### DOCUMENT PASSAGE
The origin of the force of attraction rule predates the codification of the ECI regime under Code Sec. 864 and the rule survived in a limited form as we see today. The current force of attraction rule can come into play in certain limited circumstances only, but when it does, it can unexpectedly amplify a foreign person's ECI. Certain U.S. source, ostensibly passive income, can be pulled into a foreign person's ECI even where there is no apparent relationship between such income and such foreign person's U.S. trade or business.

In this article, we will provide an overview of the statutory framework of the ECI rules (including the limited force of attraction rule and related provisions), the history relating to these rules, their interplay with the portfolio interest exemption, the implications of the recent court ruling in YA Global Investments LP ("YA Global")1 on these rules, and the potential application of these rules in the context of certain credit fund structures.

II. Statutory Framework

A foreign taxpayer is generally subject to U.S. taxation on ECI, which is taxed on a net basis at graduated tax rates.2 Although determining whether certain income qualifies as ECI requires a fact-intensive analysis, the framework generally examines (1) first, whether the taxpayer is engaged in a U.S. trade or business, and (2) if the answer to the first question is yes, whether a specific income item is "effectively connected" with such U.S. trade or business.

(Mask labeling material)
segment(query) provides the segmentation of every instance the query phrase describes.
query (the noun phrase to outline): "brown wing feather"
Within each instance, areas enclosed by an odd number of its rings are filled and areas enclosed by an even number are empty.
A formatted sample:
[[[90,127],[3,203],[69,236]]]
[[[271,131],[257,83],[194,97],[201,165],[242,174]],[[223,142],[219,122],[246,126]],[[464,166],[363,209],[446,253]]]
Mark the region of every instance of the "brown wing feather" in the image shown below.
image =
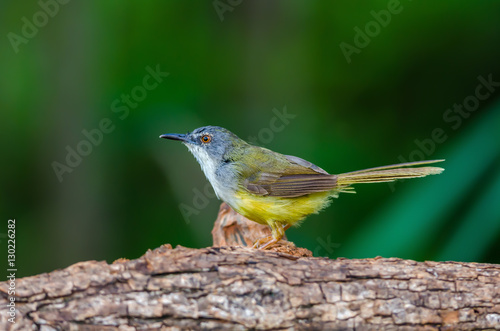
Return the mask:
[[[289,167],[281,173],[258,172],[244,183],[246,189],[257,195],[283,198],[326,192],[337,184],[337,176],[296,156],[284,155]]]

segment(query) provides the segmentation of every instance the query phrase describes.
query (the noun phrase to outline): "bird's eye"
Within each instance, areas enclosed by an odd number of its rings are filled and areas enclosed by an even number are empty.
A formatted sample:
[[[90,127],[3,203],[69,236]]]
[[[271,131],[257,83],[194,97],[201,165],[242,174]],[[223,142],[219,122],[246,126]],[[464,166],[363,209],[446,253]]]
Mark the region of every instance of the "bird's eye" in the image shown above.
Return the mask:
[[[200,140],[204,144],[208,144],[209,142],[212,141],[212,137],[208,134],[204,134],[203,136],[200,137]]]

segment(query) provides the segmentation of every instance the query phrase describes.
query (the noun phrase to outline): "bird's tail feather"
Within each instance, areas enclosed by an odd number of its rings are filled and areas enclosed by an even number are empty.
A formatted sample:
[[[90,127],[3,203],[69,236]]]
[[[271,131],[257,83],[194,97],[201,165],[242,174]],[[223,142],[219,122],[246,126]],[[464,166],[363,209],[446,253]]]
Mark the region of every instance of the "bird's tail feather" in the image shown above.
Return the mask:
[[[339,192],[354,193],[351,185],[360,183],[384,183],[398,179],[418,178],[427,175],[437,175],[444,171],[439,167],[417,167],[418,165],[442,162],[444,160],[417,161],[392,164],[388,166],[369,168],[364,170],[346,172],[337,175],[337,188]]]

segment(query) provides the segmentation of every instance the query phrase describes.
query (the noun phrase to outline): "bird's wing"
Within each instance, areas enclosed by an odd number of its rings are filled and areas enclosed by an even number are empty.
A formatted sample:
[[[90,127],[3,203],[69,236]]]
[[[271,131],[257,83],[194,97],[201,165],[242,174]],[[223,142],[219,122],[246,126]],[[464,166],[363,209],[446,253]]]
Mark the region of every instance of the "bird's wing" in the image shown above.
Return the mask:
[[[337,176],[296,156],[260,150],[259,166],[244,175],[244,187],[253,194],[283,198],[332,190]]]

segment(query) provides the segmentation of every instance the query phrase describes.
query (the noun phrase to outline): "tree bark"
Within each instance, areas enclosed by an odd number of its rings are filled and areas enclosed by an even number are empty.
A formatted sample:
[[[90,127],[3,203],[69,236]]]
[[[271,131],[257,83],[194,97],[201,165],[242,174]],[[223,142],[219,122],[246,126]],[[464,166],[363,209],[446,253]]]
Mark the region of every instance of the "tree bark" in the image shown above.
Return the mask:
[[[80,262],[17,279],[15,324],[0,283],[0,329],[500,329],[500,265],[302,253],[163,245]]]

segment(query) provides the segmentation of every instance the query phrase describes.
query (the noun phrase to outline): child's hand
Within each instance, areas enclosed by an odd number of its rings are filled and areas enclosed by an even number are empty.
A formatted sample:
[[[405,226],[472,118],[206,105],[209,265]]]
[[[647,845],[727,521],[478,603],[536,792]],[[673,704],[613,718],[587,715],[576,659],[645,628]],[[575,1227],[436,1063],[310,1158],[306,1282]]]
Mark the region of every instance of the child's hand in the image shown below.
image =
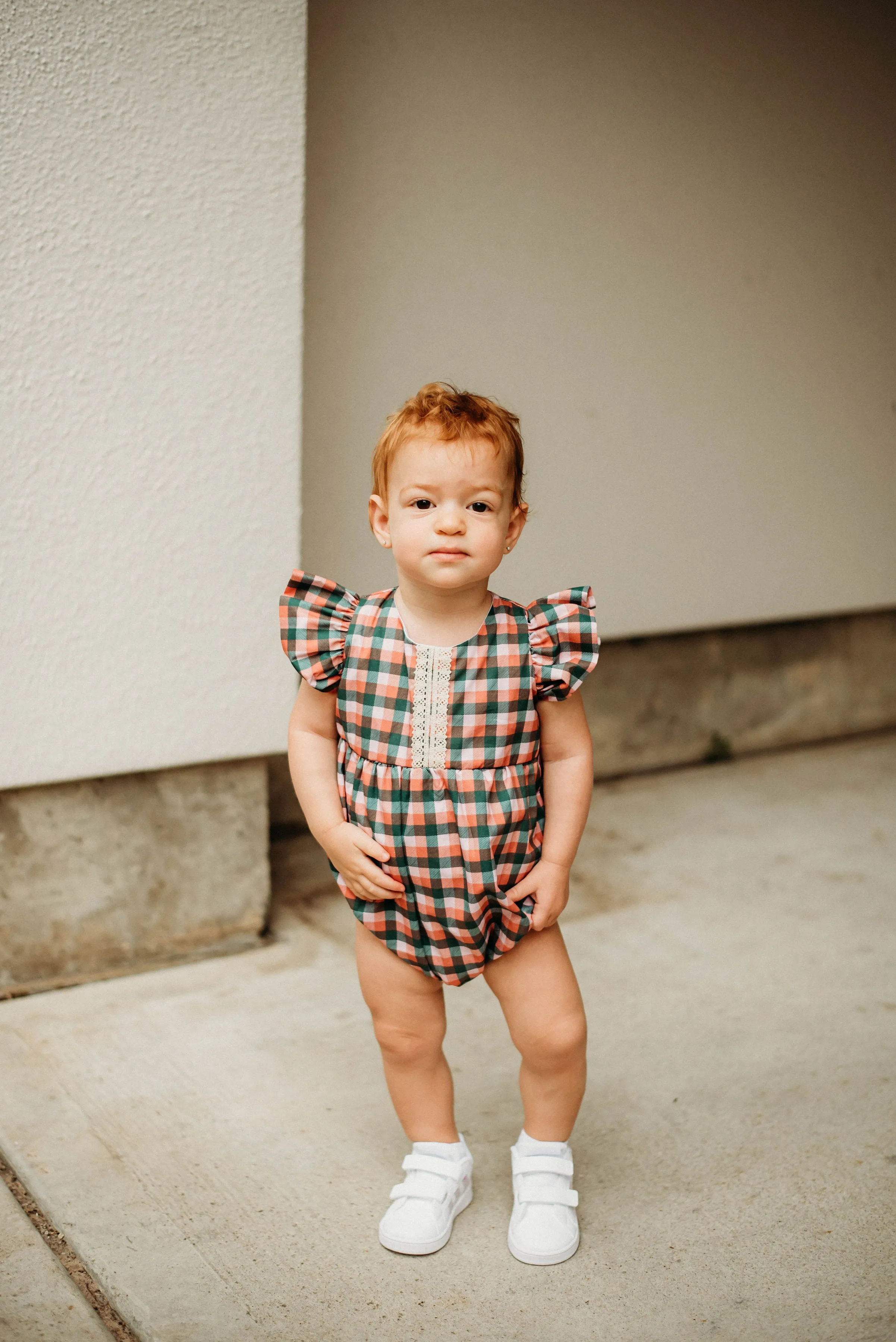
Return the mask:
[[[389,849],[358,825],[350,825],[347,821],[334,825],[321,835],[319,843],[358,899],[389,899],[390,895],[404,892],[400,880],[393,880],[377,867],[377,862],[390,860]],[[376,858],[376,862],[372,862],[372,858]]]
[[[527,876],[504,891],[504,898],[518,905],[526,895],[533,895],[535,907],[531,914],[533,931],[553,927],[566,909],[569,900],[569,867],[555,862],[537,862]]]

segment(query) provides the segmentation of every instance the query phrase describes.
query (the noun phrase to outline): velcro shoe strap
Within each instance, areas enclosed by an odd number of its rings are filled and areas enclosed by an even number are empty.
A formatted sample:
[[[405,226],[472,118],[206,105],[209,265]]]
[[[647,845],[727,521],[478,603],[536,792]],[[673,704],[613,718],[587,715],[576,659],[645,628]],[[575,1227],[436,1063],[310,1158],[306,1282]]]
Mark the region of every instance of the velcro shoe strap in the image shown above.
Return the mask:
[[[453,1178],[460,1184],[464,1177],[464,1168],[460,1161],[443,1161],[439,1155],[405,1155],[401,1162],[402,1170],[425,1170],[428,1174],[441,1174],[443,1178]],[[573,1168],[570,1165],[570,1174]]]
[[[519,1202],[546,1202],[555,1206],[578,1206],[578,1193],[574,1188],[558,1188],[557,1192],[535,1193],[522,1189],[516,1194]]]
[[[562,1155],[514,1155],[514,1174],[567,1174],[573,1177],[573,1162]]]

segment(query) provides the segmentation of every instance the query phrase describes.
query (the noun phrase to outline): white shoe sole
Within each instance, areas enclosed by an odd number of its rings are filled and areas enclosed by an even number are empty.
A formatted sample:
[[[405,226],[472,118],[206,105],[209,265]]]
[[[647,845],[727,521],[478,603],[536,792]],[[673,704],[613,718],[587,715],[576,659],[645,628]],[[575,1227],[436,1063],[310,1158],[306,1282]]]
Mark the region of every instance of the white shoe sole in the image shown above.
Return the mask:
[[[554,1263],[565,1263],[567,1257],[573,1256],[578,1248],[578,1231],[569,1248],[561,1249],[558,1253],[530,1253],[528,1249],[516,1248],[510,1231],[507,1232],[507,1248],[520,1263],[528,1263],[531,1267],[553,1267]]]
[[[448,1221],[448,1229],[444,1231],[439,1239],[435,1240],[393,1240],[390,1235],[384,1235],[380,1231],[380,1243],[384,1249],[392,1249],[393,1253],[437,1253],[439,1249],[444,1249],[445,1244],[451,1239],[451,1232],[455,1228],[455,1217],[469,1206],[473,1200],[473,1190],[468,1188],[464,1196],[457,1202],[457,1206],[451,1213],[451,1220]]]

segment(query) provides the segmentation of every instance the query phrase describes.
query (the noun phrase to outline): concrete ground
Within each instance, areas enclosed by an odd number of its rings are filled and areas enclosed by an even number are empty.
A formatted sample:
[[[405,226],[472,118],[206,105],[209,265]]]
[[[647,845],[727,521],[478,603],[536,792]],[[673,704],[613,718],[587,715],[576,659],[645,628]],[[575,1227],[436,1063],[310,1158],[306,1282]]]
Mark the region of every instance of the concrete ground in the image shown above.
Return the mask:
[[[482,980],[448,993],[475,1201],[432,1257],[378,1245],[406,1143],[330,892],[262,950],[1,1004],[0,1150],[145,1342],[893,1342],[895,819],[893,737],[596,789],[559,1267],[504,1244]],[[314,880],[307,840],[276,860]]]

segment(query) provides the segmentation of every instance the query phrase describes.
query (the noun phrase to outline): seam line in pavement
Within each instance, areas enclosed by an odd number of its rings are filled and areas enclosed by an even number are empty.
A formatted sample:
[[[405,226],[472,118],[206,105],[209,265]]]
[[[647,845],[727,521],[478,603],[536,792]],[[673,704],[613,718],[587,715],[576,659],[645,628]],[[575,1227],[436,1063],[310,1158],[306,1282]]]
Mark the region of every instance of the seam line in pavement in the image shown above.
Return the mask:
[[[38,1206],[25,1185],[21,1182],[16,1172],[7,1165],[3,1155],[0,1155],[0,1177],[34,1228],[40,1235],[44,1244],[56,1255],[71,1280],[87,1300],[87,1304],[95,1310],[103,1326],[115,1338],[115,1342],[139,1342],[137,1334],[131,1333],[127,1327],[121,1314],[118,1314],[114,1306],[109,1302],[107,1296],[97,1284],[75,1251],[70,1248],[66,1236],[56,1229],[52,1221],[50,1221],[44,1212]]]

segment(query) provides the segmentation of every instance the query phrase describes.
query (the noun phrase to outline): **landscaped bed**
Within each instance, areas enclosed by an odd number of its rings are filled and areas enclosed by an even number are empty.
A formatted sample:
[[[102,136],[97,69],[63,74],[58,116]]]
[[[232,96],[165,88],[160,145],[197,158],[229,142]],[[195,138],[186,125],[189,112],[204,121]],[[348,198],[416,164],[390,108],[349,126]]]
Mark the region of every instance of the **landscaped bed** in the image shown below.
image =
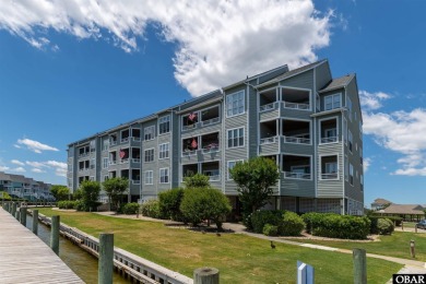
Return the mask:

### THINGS TO DO
a: In the tax passage, how is ECI taxed when a foreign taxpayer is subject to it?
b: Rewrite the paragraph of the tax passage that begins "A foreign taxpayer is generally subject" as a short list that keeps its main facts.
c: From the tax passage, extract the part that opens with the words containing "A foreign taxpayer" and closes with "such U.S. trade or business.".
This material comes from a different source than the tax passage.

### WORKED ANSWERS
a: It is taxed on a net basis at graduated tax rates.

b:
- A foreign taxpayer is generally subject to U.S. taxation on ECI, taxed on a net basis at graduated rates.
- Deciding whether income is ECI requires a fact-intensive analysis.
- The framework first asks whether the taxpayer is engaged in a U.S. trade or business.
- If so, it then asks whether a specific income item is "effectively connected" with that trade or business.

c:
A foreign taxpayer is generally subject to U.S. taxation on ECI, which is taxed on a net basis at graduated tax rates.2 Although determining whether certain income qualifies as ECI requires a fact-intensive analysis, the framework generally examines (1) first, whether the taxpayer is engaged in a U.S. trade or business, and (2) if the answer to the first question is yes, whether a specific income item is "effectively connected" with such U.S. trade or business.